=== Data records ===
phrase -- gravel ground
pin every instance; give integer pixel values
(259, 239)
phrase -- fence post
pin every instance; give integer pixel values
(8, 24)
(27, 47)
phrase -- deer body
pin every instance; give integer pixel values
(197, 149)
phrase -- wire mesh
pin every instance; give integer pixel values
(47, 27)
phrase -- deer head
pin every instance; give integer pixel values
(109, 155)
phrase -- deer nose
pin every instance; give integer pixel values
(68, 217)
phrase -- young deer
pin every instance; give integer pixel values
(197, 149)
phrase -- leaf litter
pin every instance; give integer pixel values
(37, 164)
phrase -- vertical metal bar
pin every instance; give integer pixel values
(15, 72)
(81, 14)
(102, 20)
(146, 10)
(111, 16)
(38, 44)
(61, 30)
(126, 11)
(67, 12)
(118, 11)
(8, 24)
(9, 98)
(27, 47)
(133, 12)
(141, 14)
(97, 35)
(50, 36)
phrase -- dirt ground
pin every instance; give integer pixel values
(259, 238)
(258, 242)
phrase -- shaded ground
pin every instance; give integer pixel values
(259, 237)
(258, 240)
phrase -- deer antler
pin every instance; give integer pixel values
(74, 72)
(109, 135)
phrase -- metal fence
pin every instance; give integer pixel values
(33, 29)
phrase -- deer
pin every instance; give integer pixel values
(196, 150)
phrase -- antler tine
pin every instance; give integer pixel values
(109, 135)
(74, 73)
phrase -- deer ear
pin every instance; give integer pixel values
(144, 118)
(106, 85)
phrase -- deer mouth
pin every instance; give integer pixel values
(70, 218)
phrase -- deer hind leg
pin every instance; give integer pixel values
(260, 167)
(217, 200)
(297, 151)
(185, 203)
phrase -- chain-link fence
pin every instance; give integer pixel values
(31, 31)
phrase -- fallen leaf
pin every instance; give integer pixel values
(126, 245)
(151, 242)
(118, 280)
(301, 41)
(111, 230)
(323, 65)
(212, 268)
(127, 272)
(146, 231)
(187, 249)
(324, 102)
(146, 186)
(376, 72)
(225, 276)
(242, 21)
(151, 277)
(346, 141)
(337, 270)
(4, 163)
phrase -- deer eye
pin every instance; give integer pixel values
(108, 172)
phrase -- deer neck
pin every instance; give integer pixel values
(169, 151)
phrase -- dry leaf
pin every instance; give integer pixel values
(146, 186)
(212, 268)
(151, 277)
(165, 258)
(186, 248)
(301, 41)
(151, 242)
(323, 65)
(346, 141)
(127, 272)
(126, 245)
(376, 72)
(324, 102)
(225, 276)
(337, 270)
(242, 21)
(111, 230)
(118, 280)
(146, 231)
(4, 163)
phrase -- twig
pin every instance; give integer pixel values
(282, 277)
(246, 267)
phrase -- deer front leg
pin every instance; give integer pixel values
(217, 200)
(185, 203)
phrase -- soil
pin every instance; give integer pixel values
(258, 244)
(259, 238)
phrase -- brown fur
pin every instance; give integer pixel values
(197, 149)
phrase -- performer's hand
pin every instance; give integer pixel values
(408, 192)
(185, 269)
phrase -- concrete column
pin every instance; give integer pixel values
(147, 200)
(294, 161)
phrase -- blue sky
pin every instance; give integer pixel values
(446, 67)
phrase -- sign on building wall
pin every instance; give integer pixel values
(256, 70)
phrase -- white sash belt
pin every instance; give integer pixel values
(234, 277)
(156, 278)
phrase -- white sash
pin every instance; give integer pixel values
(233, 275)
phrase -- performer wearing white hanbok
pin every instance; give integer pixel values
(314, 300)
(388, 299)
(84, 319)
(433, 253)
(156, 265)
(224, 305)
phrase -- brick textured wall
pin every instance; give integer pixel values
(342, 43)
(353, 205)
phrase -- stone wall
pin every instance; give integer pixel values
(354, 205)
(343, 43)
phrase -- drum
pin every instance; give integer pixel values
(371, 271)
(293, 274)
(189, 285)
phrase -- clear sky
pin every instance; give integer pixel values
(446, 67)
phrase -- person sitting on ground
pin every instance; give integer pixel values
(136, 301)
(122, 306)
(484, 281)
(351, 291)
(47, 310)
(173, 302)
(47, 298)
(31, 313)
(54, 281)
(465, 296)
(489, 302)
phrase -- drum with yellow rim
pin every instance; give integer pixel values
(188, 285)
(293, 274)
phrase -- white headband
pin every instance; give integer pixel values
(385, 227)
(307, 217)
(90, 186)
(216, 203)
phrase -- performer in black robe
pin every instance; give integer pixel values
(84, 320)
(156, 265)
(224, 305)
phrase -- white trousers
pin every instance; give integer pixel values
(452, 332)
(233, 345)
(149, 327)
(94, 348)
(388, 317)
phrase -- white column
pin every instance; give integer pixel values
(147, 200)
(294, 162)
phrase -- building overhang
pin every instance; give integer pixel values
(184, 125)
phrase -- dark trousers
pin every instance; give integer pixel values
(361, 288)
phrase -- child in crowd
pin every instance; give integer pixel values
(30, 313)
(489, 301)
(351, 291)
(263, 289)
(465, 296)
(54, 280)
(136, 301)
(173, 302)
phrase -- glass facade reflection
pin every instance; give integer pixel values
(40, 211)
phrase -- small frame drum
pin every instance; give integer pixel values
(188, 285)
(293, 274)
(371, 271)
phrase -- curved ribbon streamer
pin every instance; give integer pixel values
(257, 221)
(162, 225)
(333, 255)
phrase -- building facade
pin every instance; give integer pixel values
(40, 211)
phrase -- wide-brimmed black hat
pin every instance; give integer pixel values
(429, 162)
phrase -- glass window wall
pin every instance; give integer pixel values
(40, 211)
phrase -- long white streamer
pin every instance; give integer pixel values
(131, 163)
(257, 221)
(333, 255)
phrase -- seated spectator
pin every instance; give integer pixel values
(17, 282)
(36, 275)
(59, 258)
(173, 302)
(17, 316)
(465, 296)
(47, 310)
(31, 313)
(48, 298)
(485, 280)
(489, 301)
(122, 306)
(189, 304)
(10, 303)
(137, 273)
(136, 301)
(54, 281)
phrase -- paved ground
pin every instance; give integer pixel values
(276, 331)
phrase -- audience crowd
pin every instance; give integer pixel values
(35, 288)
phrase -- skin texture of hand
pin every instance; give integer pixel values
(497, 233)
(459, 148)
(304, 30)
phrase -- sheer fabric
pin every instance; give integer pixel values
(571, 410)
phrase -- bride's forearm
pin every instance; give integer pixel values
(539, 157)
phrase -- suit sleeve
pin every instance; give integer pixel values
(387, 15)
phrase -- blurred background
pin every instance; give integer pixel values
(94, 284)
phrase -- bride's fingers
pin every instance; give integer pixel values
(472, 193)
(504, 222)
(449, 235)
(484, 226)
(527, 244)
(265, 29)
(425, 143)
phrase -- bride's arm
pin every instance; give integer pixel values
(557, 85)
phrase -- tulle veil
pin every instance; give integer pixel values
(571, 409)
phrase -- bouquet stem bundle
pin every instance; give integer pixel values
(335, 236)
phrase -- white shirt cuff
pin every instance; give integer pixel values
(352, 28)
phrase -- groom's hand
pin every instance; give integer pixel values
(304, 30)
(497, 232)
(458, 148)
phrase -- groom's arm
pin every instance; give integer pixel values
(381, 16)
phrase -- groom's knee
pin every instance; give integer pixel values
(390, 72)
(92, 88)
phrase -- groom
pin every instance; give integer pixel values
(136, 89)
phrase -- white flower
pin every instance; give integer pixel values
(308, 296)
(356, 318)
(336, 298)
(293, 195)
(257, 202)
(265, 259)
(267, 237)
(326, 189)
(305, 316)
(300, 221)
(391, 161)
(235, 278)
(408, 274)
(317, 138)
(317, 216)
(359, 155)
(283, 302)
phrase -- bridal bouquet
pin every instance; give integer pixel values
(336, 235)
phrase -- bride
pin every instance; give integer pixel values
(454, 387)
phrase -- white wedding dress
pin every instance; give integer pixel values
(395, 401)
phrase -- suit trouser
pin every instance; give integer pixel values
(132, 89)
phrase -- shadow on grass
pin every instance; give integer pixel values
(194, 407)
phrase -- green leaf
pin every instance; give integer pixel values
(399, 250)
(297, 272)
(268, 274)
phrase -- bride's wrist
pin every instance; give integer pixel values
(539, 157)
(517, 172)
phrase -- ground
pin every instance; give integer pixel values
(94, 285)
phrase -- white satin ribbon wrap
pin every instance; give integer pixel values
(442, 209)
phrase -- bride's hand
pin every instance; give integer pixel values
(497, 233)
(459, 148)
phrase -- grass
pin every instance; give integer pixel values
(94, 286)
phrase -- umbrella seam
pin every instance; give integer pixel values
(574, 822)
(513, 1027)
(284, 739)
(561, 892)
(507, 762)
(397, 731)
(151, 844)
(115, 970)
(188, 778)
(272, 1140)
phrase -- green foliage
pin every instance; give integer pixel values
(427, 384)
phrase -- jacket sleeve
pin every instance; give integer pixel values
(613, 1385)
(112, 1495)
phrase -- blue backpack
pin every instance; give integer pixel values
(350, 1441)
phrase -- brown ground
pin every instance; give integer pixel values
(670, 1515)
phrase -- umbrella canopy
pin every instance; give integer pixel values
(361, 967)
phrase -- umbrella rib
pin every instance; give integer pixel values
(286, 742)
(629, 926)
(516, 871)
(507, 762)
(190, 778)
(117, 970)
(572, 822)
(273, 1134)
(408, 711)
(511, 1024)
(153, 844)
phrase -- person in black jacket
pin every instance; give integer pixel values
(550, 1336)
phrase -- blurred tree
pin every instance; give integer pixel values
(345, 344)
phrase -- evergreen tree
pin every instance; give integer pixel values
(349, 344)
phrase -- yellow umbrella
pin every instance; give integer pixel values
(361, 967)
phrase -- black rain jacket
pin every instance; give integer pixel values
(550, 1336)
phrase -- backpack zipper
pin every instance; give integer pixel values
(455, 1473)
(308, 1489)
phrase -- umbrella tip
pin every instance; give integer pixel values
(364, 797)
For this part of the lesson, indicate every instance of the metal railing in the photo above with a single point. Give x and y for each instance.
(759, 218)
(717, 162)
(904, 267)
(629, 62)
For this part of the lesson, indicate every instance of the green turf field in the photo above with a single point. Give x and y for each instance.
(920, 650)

=== WORK REQUEST ===
Your reply must contain exactly the lines from the first line of the data through the line holding "phrase -- leaf litter", and nothing more.

=== TASK RESULT ===
phrase -- gravel ground
pin every instance; give integer pixel values
(259, 239)
phrase -- fence post
pin every instance; give integer pixel values
(8, 24)
(27, 47)
phrase -- deer body
pin every instance; give integer pixel values
(197, 149)
phrase -- wire mesh
pin every instance; give integer pixel values
(47, 27)
phrase -- deer head
pin every instance; give integer pixel values
(109, 155)
phrase -- deer nose
pin every instance; give integer pixel values
(68, 217)
phrase -- young deer
pin every instance; give integer pixel values
(197, 149)
phrase -- leaf litter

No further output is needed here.